** Provided entries **
══════

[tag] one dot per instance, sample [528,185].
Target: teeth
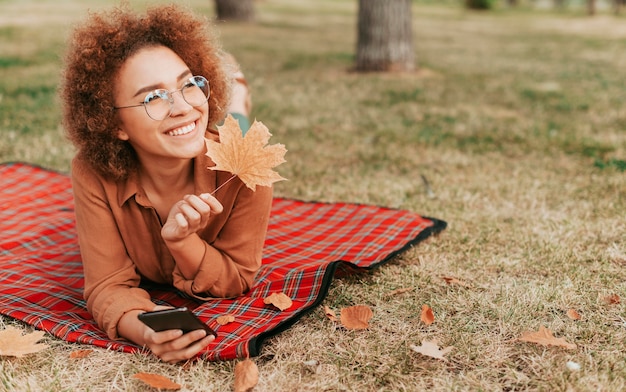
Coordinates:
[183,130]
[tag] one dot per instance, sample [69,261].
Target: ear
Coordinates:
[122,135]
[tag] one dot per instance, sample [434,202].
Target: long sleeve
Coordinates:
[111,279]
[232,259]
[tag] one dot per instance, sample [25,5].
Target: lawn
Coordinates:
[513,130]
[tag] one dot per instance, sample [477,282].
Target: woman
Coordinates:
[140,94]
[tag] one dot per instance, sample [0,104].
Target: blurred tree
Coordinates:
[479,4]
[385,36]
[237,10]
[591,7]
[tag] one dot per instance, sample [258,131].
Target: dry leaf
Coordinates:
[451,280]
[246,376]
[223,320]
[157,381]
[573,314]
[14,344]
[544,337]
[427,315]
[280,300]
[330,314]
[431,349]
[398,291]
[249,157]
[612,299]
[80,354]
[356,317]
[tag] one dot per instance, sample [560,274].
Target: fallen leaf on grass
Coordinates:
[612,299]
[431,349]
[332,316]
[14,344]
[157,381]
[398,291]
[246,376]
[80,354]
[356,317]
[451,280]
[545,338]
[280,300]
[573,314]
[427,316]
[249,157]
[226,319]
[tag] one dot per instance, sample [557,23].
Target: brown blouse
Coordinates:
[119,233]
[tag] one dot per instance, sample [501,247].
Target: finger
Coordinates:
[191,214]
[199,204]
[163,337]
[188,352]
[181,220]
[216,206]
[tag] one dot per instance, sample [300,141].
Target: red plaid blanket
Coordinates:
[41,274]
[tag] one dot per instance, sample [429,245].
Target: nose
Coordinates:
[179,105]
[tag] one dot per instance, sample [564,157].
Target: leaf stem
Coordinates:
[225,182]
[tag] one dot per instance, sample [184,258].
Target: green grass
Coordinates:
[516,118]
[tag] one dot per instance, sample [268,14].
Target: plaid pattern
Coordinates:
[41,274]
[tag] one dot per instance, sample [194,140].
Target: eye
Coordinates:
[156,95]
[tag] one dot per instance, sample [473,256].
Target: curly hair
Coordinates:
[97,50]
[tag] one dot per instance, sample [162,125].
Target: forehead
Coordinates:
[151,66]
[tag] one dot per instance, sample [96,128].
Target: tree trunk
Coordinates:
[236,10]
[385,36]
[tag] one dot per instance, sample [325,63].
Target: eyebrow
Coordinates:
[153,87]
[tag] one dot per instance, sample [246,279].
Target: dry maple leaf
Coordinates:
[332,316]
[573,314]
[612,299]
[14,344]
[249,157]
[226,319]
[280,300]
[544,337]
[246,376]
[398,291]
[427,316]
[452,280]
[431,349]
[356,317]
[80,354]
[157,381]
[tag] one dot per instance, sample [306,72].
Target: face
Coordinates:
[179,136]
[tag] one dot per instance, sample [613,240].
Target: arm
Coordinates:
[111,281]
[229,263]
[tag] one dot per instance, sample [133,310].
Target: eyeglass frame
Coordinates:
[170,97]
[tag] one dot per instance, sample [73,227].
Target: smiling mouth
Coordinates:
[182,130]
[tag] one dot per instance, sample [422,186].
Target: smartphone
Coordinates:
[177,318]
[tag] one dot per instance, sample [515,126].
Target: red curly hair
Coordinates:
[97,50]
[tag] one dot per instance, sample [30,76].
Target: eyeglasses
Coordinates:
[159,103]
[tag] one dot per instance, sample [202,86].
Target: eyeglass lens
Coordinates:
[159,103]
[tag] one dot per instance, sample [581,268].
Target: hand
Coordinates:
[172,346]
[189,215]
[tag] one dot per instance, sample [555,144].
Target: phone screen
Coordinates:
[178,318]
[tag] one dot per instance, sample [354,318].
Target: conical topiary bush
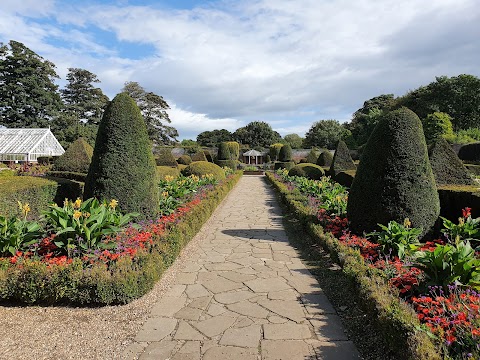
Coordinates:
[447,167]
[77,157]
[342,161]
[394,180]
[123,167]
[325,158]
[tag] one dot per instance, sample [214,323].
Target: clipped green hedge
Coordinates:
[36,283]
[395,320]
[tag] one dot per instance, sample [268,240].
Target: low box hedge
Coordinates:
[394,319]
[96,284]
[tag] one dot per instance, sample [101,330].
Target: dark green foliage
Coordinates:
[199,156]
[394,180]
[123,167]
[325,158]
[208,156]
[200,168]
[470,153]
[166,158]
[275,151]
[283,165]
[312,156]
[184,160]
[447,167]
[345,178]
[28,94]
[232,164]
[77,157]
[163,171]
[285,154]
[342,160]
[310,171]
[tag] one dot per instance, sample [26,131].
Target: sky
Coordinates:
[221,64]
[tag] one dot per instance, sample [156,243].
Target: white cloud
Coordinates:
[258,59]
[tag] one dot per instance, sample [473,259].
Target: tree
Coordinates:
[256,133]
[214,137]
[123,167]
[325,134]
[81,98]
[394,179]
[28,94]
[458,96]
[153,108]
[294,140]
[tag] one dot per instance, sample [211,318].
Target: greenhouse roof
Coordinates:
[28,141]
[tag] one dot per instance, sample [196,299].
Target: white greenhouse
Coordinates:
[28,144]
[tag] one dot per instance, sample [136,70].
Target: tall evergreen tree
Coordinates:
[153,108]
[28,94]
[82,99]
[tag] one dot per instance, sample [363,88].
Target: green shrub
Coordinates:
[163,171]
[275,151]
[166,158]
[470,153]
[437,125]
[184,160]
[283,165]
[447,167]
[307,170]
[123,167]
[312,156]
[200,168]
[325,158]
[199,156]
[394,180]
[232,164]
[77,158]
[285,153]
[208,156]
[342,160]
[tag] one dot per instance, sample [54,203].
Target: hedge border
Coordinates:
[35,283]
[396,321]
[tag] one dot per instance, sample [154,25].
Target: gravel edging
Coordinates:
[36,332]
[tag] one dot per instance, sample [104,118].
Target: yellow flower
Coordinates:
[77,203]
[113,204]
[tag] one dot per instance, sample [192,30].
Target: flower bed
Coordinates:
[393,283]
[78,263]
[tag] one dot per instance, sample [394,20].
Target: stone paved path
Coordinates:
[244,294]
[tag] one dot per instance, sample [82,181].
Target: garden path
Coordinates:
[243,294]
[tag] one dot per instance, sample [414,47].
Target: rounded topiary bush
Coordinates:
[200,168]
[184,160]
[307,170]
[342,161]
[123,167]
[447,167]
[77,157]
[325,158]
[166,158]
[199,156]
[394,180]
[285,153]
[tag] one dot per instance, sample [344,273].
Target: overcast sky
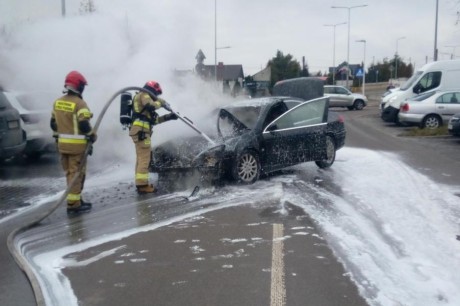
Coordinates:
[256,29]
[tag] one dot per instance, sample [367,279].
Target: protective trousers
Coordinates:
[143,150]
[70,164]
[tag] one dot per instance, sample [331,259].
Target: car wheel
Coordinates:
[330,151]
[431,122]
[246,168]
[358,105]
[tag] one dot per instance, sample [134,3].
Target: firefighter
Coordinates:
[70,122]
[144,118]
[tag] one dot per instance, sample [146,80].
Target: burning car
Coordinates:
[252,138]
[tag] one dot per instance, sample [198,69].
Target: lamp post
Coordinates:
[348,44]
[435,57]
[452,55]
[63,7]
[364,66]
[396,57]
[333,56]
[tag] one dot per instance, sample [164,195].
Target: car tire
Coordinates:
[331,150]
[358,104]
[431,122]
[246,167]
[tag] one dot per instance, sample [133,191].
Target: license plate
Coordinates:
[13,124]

══════

** Exercise objective **
Copy all of the entries above word for word, leaving out the pictures.

** Exercise solution **
[tag] one dot per instance, sample [528,185].
Target: teeth
Coordinates:
[183,130]
[tag] one dot per instance, sample [69,261].
Target: ear
Coordinates:
[122,135]
[tag] one dot per instance, sample [434,202].
Target: long sleeve
Coordinates:
[111,279]
[232,259]
[tag] one dot per instance, sample [25,5].
Target: lawn
Coordinates:
[513,130]
[tag] one dot per instance, sample [477,282].
Target: woman
Coordinates:
[140,94]
[tag] one dot per instance, sample [0,104].
Target: blurred tree
Coordinates:
[479,4]
[385,36]
[237,10]
[591,7]
[tag] one dot per instance, sample [258,131].
Target: dry leaf
Coordinates:
[451,280]
[246,376]
[223,320]
[157,381]
[573,314]
[14,344]
[544,337]
[427,315]
[280,300]
[330,314]
[431,349]
[398,291]
[249,157]
[612,299]
[80,354]
[356,317]
[tag] one dot per instance, sample [560,274].
Target: fallen leaf on grass
Coordinates:
[612,299]
[431,349]
[332,316]
[14,344]
[157,381]
[398,291]
[246,376]
[80,354]
[356,317]
[451,280]
[545,338]
[280,300]
[573,314]
[427,316]
[249,157]
[226,319]
[tag] one dot per instance, sample [557,23].
Target: brown blouse
Coordinates:
[119,233]
[tag] one dot per instance, sample [501,247].
Target: finger
Coordinates:
[191,214]
[199,204]
[163,337]
[188,352]
[181,220]
[216,206]
[tag] one dot per instance, sample [300,141].
Target: red plaid blanket
Coordinates:
[41,274]
[tag] one dot per instance, sample [429,245].
Target: nose
Coordinates:
[179,105]
[tag] one dot per instance, sample [564,157].
Target: leaf stem
Coordinates:
[225,182]
[tag] one dot per instance, sample [184,258].
Target: green grass
Coordinates:
[516,118]
[tag] one dot per instance, sample [268,14].
Target: plaid pattern
Coordinates:
[41,274]
[tag] one dot per instance, sample [194,140].
Target: eye
Coordinates:
[156,95]
[tag] one dot per instance, sample [473,256].
Target: curly hair
Coordinates:
[97,50]
[tag] one dot per instance, sample [162,125].
Target: forehead
Coordinates:
[151,66]
[tag] one dot per instance, sample [96,128].
Target: tree trunk
Coordinates:
[236,10]
[385,36]
[tag] one dot per instance, sample [325,63].
Target: eyebrow
Coordinates:
[153,87]
[tag] one dot per instance, sample [246,279].
Target: dry maple leaf
Coordinates:
[332,316]
[573,314]
[612,299]
[14,344]
[249,157]
[226,319]
[280,300]
[544,337]
[246,376]
[398,291]
[427,316]
[452,280]
[431,349]
[356,317]
[80,354]
[157,381]
[tag] one dot per instance, sample [306,72].
Target: face
Coordinates:
[179,136]
[tag] one dot per instance, sample [613,240].
Target: arm
Coordinates:
[111,281]
[229,263]
[tag] one dot per instance, sample [133,310].
Target: eyeglass frame
Coordinates:
[170,97]
[tag] one dot per instance, sample [73,227].
Target: smiling mouth
Coordinates:
[182,130]
[tag] one dot per instance, sample [422,186].
Target: smartphone
Coordinates:
[177,318]
[tag] one dot per instance, sample [515,126].
Target: red curly hair
Coordinates:
[97,50]
[tag] one dot per instance, sample [30,76].
Target: eyeglasses
Coordinates:
[159,103]
[tag] one dot per instance, sample [202,86].
Target: eyeglass lens
Coordinates:
[159,103]
[tag] one dot per instance, sample [581,268].
Target: hand
Coordinates:
[172,346]
[189,215]
[tag] one dot per instance, sample [555,144].
Target: phone screen
Coordinates:
[178,318]
[tag] one dot per instance, sample [354,318].
Target: conical topiary bush
Coordinates:
[447,167]
[77,157]
[342,161]
[394,180]
[123,167]
[325,158]
[tag] one dot per instance, sample [214,323].
Target: clipped green hedge
Coordinates:
[36,283]
[395,320]
[tag] one dot per instance, sample [268,240].
Target: low box hedge
Coordinates:
[394,319]
[96,284]
[tag] one dot per instance, sample [101,330].
Target: dark green foliage
Coordinates:
[199,156]
[394,180]
[123,167]
[325,158]
[208,156]
[200,168]
[470,153]
[166,158]
[275,151]
[283,165]
[312,156]
[184,160]
[447,167]
[345,178]
[28,94]
[232,164]
[77,157]
[163,171]
[285,154]
[342,160]
[310,171]
[tag] one dot per instance, sample [26,131].
Target: sky
Coordinates:
[221,64]
[tag] one dot per instance, sample [156,243].
Target: white cloud
Coordinates:
[258,59]
[tag] one dot per instance, sample [473,259].
Target: tree
Coordinates:
[256,133]
[214,137]
[123,167]
[325,134]
[81,98]
[394,179]
[28,94]
[458,96]
[153,108]
[294,140]
[tag] one dot per instance, sample [211,318].
Target: greenhouse roof
Coordinates:
[28,141]
[tag] one dot per instance, sample [196,299].
Target: white greenhouse
Coordinates:
[28,144]
[tag] one dot per instance, sample [136,70].
Target: tall evergreen tree
Coordinates:
[153,108]
[28,94]
[82,99]
[tag] one dot per instance, sample [363,88].
Target: green shrub
Coordinates:
[163,171]
[275,151]
[166,158]
[470,153]
[437,125]
[184,160]
[283,165]
[447,167]
[307,170]
[123,167]
[312,156]
[200,168]
[325,158]
[199,156]
[394,180]
[232,164]
[77,158]
[285,153]
[208,156]
[342,160]
[tag] one dot per instance, sample [54,203].
Target: hedge border
Coordinates:
[35,283]
[396,321]
[tag] one dot per instance, sample [154,25].
Target: gravel edging
Coordinates:
[36,332]
[tag] one dot per instance, sample [104,118].
Target: yellow flower
Coordinates:
[77,203]
[113,204]
[tag] one dot per instance, sample [192,30].
Target: flower bed
Coordinates:
[393,283]
[78,263]
[tag] one dot per instance, sample [394,20].
Target: stone paved path
Coordinates:
[244,294]
[tag] one dot per instance, sample [82,181].
Target: garden path
Coordinates:
[243,294]
[tag] one dot per instance, sample [414,47].
Target: rounded topiary bush
Coordinates:
[200,168]
[184,160]
[307,170]
[342,161]
[123,167]
[447,167]
[77,157]
[325,158]
[166,158]
[199,156]
[394,180]
[285,153]
[tag] one dot per instance, sample [344,273].
Target: overcast sky
Coordinates:
[256,29]
[tag] one dot per instance, sample [367,279].
Target: protective trousers
Coordinates:
[143,150]
[70,164]
[tag] one dot per instance, sample [331,259].
Target: car wheel
Coordinates:
[330,151]
[431,122]
[246,168]
[358,105]
[tag] one dot per instance, sample [134,3].
Target: firefighter
Coordinates:
[70,122]
[144,118]
[tag] one dot per instance, sample [146,80].
Target: burning car
Coordinates:
[252,138]
[tag] one dot per instance, sample [198,69].
Target: lamp post
Coordinates:
[348,44]
[435,57]
[452,55]
[63,7]
[364,66]
[396,57]
[333,56]
[tag] one dot per instance, sample [164,195].
Target: car tire
Coordinates:
[331,150]
[358,104]
[431,122]
[246,167]
[tag] one dot per instance, sample [133,191].
Target: license plate
Coordinates:
[13,124]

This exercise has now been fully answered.